ARBEITSAUFTRAG – Nenne alle Personen, die im Text über das Sondervermögen für die Bundeswehr namentlich erwähnt werden, jeweils mit der Bezeichnung, die der Text ihnen gibt.

UNTERSUCHTER TEXT –
------------

Die von Bundestag und Bundesrat beschlossenen 100 Milliarden Sondervermögen für die Bundeswehr, die zum ersten Mal in der berühmten Zeitenwende-Rede von Kanzler Scholz drei Tage nach dem Beginn des Angriffskriegs Russlands gegen die Ukraine gefordert wurden, stellen einen entscheidenden Umbruch in der Militarisierungsdebatte der Bundesrepublik dar. Im Zuge der ersten Phase des Krieges wurde uns wochenlang in die Köpfe eingehämmert, dass das Sondervermögen für unsere Sicherheit, für die Sicherheit der Ukraine, für die Sicherung der demokratischen Welt insgesamt, gegen Putin und für unsere Zukunft, für die Zukunft unserer Jugend und unserer Nachfahren notwendig sei. Ergänzt wurde die Atmosphäre der Angst mit Bildern einer kaputtgesparten Bundeswehr, die in der Gesellschaft viel zu wenig geschätzt werde und es deshalb umso wichtiger sei, den Beruf der Soldat:innen wieder attraktiver und angesehener zu machen. Verteidigungsministerin Lambrecht unterstrich dieses Anliegen, indem sie für eine größere Akzeptanz des Militärs in der Gesellschaft appellierte. Für sie fängt die großangelegte Aufrüstung der Bundeswehr aber nicht in der Brieftasche, „sondern im Kopf“ an.

------------

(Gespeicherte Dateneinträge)
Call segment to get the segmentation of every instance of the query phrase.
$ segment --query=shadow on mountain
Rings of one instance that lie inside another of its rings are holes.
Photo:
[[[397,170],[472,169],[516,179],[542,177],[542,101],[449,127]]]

------------

DEINE ANTWORT –
- Kanzler Scholz
- Verteidigungsministerin Lambrecht
- Putin